- **What is expected**:
Each record should be given again exactly, and any picture in it left out.

=======

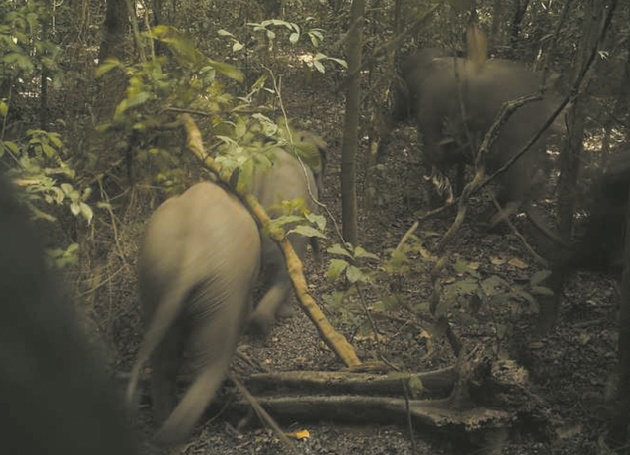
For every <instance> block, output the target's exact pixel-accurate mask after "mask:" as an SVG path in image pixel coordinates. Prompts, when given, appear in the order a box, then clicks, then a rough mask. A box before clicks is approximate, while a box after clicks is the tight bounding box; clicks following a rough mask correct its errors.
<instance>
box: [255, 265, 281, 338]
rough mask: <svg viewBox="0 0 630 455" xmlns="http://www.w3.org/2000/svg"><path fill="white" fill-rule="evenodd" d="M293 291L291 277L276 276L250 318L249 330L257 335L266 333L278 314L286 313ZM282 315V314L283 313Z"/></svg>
mask: <svg viewBox="0 0 630 455" xmlns="http://www.w3.org/2000/svg"><path fill="white" fill-rule="evenodd" d="M290 292H291V282H290V281H289V277H288V276H287V277H281V278H276V280H274V282H273V285H272V286H271V287H270V288H269V289H268V290H267V292H266V293H265V295H264V296H263V297H262V298H261V299H260V302H258V305H256V308H255V309H254V312H253V313H252V315H251V317H250V319H249V330H250V331H251V332H252V333H253V334H255V335H265V334H267V332H269V329H270V327H271V326H272V324H273V323H274V321H275V320H276V314H278V313H285V314H286V311H285V308H284V307H286V306H289V309H290V305H291V303H290V302H289V295H290ZM281 315H282V314H281Z"/></svg>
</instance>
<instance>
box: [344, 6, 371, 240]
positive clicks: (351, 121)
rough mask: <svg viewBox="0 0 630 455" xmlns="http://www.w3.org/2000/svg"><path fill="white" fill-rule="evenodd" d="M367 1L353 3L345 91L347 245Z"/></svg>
mask: <svg viewBox="0 0 630 455" xmlns="http://www.w3.org/2000/svg"><path fill="white" fill-rule="evenodd" d="M364 14H365V0H353V1H352V7H351V8H350V24H351V25H350V31H349V32H348V73H349V76H348V77H349V80H348V89H347V91H346V116H345V121H344V127H343V147H342V149H341V210H342V222H343V237H344V240H345V241H346V242H350V243H352V244H353V245H356V244H357V241H358V235H357V181H356V152H357V147H358V132H359V110H360V104H361V74H360V72H359V68H360V67H361V46H362V44H363V21H364Z"/></svg>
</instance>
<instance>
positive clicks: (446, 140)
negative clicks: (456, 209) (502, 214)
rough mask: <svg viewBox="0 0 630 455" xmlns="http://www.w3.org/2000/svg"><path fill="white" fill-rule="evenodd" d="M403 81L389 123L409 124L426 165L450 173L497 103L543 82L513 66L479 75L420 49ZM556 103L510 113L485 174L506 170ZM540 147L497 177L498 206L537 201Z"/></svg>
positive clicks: (542, 152) (514, 164)
mask: <svg viewBox="0 0 630 455" xmlns="http://www.w3.org/2000/svg"><path fill="white" fill-rule="evenodd" d="M401 77H402V79H403V81H404V87H403V88H401V89H399V90H398V93H397V95H396V101H395V105H394V112H393V117H394V119H395V120H401V119H404V118H405V117H408V116H414V117H415V119H416V122H417V126H418V131H419V132H420V133H421V135H422V140H423V142H424V153H423V155H424V158H425V159H426V161H427V163H428V164H429V165H431V166H435V167H436V168H437V169H438V170H439V171H441V172H442V173H444V172H446V171H447V170H448V169H449V168H450V167H451V166H454V165H462V164H464V163H471V162H472V160H473V157H472V153H471V152H472V151H476V147H477V145H478V144H479V142H480V141H481V139H483V136H484V135H485V133H486V132H487V131H488V129H489V128H490V126H491V125H492V123H493V121H494V120H495V118H496V117H497V115H498V114H499V111H500V110H501V106H502V105H503V103H505V102H507V101H510V100H514V99H516V98H518V97H521V96H525V95H532V94H535V93H537V92H538V91H539V89H540V86H541V83H542V75H540V74H537V73H534V72H531V71H529V70H528V69H527V68H526V67H525V66H524V65H522V64H520V63H518V62H511V61H507V60H500V59H492V60H488V61H486V62H485V64H484V65H483V67H481V68H478V67H477V66H475V64H474V63H473V62H470V61H467V60H466V59H462V58H454V57H447V56H443V55H440V51H439V50H436V49H423V50H420V51H418V52H416V53H414V54H412V55H410V56H409V57H407V59H406V60H405V62H404V63H403V65H402V66H401ZM460 100H461V103H460ZM558 104H559V103H558V100H557V99H556V96H555V95H553V94H549V93H548V94H546V95H545V97H544V98H543V99H542V100H539V101H533V102H530V103H527V104H525V105H523V106H521V107H520V108H519V109H518V110H517V111H516V112H515V113H513V114H512V116H511V117H510V118H509V119H508V121H507V122H506V123H505V125H503V127H502V128H501V130H500V132H499V134H498V137H497V139H496V141H495V142H494V144H493V145H492V147H491V149H490V152H489V154H488V156H487V160H486V163H487V165H488V171H489V172H490V173H491V172H494V171H495V170H497V169H498V168H500V167H501V166H503V165H504V164H505V163H507V162H508V161H509V160H510V159H511V158H512V157H513V156H514V155H515V154H516V153H517V152H518V151H519V150H520V149H521V148H522V147H523V146H524V145H525V144H526V143H527V141H528V140H529V139H530V138H531V137H532V136H533V135H534V133H536V132H537V131H538V130H540V128H541V127H542V126H543V124H544V123H545V121H546V120H547V119H548V118H549V116H550V115H551V113H552V112H553V110H554V108H555V107H556V106H557V105H558ZM544 142H545V137H543V138H541V139H540V140H539V141H538V142H537V144H535V146H534V148H533V150H531V151H528V152H527V153H526V154H525V155H524V156H522V157H521V158H520V159H519V160H518V161H516V162H515V163H514V164H513V165H512V166H511V167H510V169H509V170H508V171H507V172H505V173H504V174H503V175H502V176H501V177H500V179H499V183H500V186H501V191H500V193H499V197H498V199H499V202H500V203H502V204H504V203H506V202H510V201H514V202H520V201H527V200H529V199H531V198H532V196H536V191H537V190H538V189H539V188H540V187H541V185H540V183H541V179H540V176H541V174H544V173H545V172H546V170H547V168H548V166H549V163H548V160H547V156H546V153H545V148H544Z"/></svg>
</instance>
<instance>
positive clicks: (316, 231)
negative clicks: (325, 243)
mask: <svg viewBox="0 0 630 455" xmlns="http://www.w3.org/2000/svg"><path fill="white" fill-rule="evenodd" d="M291 233H296V234H299V235H302V236H304V237H317V238H320V239H325V238H326V236H325V235H324V234H322V233H321V232H319V231H318V230H317V229H315V228H313V227H311V226H304V225H299V226H296V227H295V228H294V229H291V230H290V231H289V232H288V233H287V234H291Z"/></svg>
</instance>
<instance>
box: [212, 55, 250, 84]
mask: <svg viewBox="0 0 630 455" xmlns="http://www.w3.org/2000/svg"><path fill="white" fill-rule="evenodd" d="M207 63H208V65H209V66H211V67H212V68H214V69H215V70H216V72H217V73H219V74H223V75H224V76H227V77H229V78H232V79H234V80H236V81H238V82H243V81H244V80H245V78H244V77H243V73H241V72H240V71H239V69H238V68H237V67H235V66H234V65H230V64H229V63H223V62H217V61H215V60H211V59H208V62H207Z"/></svg>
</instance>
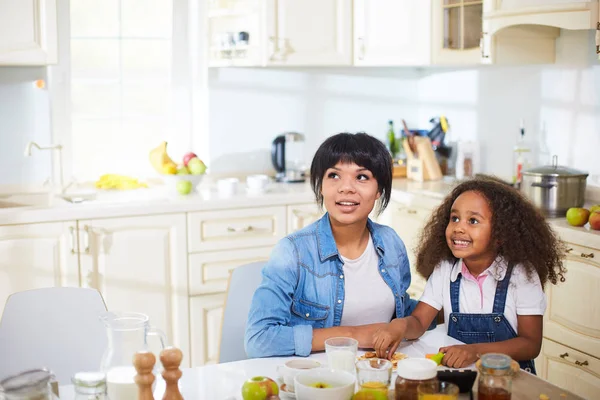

=======

- **Solution to this exercise**:
For every <instance> block, output the target's exact pixel-accurate mask after "mask:" as an SVG path in image pixel coordinates. Prompts, when given, appear in the order a box, then clicks, then a rough mask. A box before clicks is approximate, while a box after clicks is the tight bounding box; clicks following a rough mask correct its errors.
<instance>
box: [255, 265, 281, 338]
rough mask: <svg viewBox="0 0 630 455" xmlns="http://www.w3.org/2000/svg"><path fill="white" fill-rule="evenodd" d="M293 291L291 277L276 276L250 318L249 330L257 335L266 333L278 314L286 313ZM282 315V314L283 313Z"/></svg>
mask: <svg viewBox="0 0 630 455" xmlns="http://www.w3.org/2000/svg"><path fill="white" fill-rule="evenodd" d="M290 292H291V282H290V281H289V277H288V276H287V277H281V278H276V280H274V282H273V285H272V286H271V287H270V288H269V289H268V290H267V292H266V293H265V295H264V296H263V297H262V298H261V299H260V302H258V305H256V308H255V309H254V312H253V313H252V315H251V317H250V319H249V330H250V331H251V332H252V333H253V334H255V335H265V334H267V332H269V329H270V327H271V326H272V324H273V323H274V321H275V320H276V314H278V313H285V314H286V311H285V308H284V307H286V306H289V309H290V305H291V303H290V302H289V295H290ZM281 315H282V314H281Z"/></svg>
</instance>
<instance>
box: [344, 6, 371, 240]
positive clicks: (351, 121)
rough mask: <svg viewBox="0 0 630 455" xmlns="http://www.w3.org/2000/svg"><path fill="white" fill-rule="evenodd" d="M367 1L353 3L345 91L347 245Z"/></svg>
mask: <svg viewBox="0 0 630 455" xmlns="http://www.w3.org/2000/svg"><path fill="white" fill-rule="evenodd" d="M364 14H365V0H353V1H352V7H351V8H350V24H351V25H350V31H349V32H348V73H349V76H348V77H349V80H348V89H347V91H346V116H345V121H344V127H343V147H342V149H341V210H342V222H343V237H344V240H345V241H346V242H350V243H352V244H353V245H356V244H357V241H358V235H357V181H356V152H357V147H358V132H359V110H360V104H361V74H360V72H359V68H360V67H361V46H362V44H363V21H364Z"/></svg>
</instance>
<instance>
positive clicks: (446, 140)
negative clicks: (456, 209) (502, 214)
rough mask: <svg viewBox="0 0 630 455" xmlns="http://www.w3.org/2000/svg"><path fill="white" fill-rule="evenodd" d="M403 81L389 123L409 124L426 165L450 173L497 103L543 82L513 66L479 75L420 49ZM556 103L510 113L485 174L506 170ZM540 147L497 177L498 206L537 201Z"/></svg>
positive clicks: (542, 152) (514, 164)
mask: <svg viewBox="0 0 630 455" xmlns="http://www.w3.org/2000/svg"><path fill="white" fill-rule="evenodd" d="M401 77H402V79H403V81H404V87H403V88H401V89H399V90H398V93H397V95H396V101H395V105H394V112H393V117H394V119H395V120H401V119H404V118H405V117H408V116H414V117H415V119H416V122H417V126H418V131H419V132H420V133H421V135H422V140H423V142H424V153H423V155H424V158H425V159H426V161H427V163H428V164H429V165H431V166H435V167H436V168H437V169H438V170H439V171H441V172H442V173H444V172H446V171H447V170H448V169H449V168H450V167H451V166H454V165H462V164H464V163H471V162H472V160H473V157H472V153H471V152H472V151H476V147H477V145H478V144H479V142H480V141H481V139H483V136H484V135H485V133H486V132H487V131H488V129H489V128H490V126H491V125H492V123H493V121H494V120H495V118H496V117H497V115H498V114H499V111H500V110H501V106H502V105H503V103H505V102H507V101H510V100H514V99H516V98H518V97H521V96H525V95H532V94H535V93H537V92H538V91H539V89H540V86H541V83H542V75H540V74H537V73H534V72H531V71H529V70H528V69H527V68H526V67H525V66H524V65H522V64H520V63H518V62H511V61H507V60H500V59H492V60H488V61H486V62H485V64H484V65H483V67H481V68H478V67H477V66H475V64H474V63H473V62H470V61H467V60H466V59H462V58H454V57H447V56H443V55H440V51H439V50H436V49H423V50H420V51H418V52H416V53H414V54H412V55H410V56H409V57H407V59H406V60H405V62H404V63H403V65H402V66H401ZM460 100H461V103H460ZM558 104H559V103H558V100H557V99H556V96H555V95H553V94H549V93H548V94H546V95H545V97H544V98H543V99H542V100H539V101H533V102H530V103H527V104H525V105H523V106H521V107H520V108H519V109H518V110H517V111H516V112H515V113H513V114H512V116H511V117H510V118H509V119H508V121H507V122H506V123H505V125H503V127H502V128H501V130H500V132H499V134H498V137H497V139H496V141H495V142H494V144H493V145H492V147H491V149H490V152H489V154H488V156H487V160H486V163H487V165H488V171H489V172H490V173H491V172H494V171H495V170H497V169H498V168H500V167H501V166H503V165H504V164H505V163H507V162H508V161H509V160H510V159H511V158H512V157H513V156H514V155H515V154H516V153H517V152H518V151H519V150H520V149H521V148H522V147H523V146H524V145H525V144H526V143H527V141H528V140H529V139H530V138H531V137H532V136H533V135H534V133H536V132H537V131H538V130H540V128H541V127H542V126H543V124H544V123H545V121H546V120H547V119H548V118H549V116H550V115H551V113H552V112H553V110H554V108H555V107H556V106H557V105H558ZM544 142H545V137H543V138H541V139H540V140H539V141H538V142H537V144H535V146H534V148H533V150H531V151H528V152H527V153H526V154H525V155H524V156H522V157H521V158H520V159H519V160H518V161H516V162H515V163H514V164H513V165H512V166H511V167H510V169H509V170H508V171H507V172H505V173H504V174H503V175H502V176H501V177H500V179H499V183H500V186H501V191H500V193H499V197H498V199H499V202H500V203H502V204H504V203H506V202H510V201H514V202H520V201H527V200H529V199H531V198H532V196H536V191H537V190H538V189H539V188H540V187H541V185H540V183H541V179H540V176H541V174H544V173H545V172H546V170H547V168H548V166H549V163H548V160H547V156H546V153H545V148H544Z"/></svg>
</instance>
<instance>
positive clicks: (316, 231)
negative clicks: (325, 243)
mask: <svg viewBox="0 0 630 455" xmlns="http://www.w3.org/2000/svg"><path fill="white" fill-rule="evenodd" d="M291 233H296V234H299V235H302V236H304V237H317V238H320V239H325V238H326V236H325V235H324V234H322V233H321V232H319V231H318V230H317V229H315V228H313V227H311V226H304V225H299V226H296V227H295V228H294V229H291V230H290V231H289V232H288V233H287V234H291Z"/></svg>
</instance>
<instance>
box: [212, 55, 250, 84]
mask: <svg viewBox="0 0 630 455" xmlns="http://www.w3.org/2000/svg"><path fill="white" fill-rule="evenodd" d="M207 63H208V65H209V66H211V67H212V68H214V69H215V70H216V72H217V73H219V74H223V75H224V76H227V77H229V78H232V79H234V80H236V81H238V82H243V81H244V80H245V78H244V77H243V73H241V72H240V71H239V69H238V68H237V67H235V66H234V65H230V64H229V63H223V62H217V61H215V60H211V59H208V62H207Z"/></svg>
</instance>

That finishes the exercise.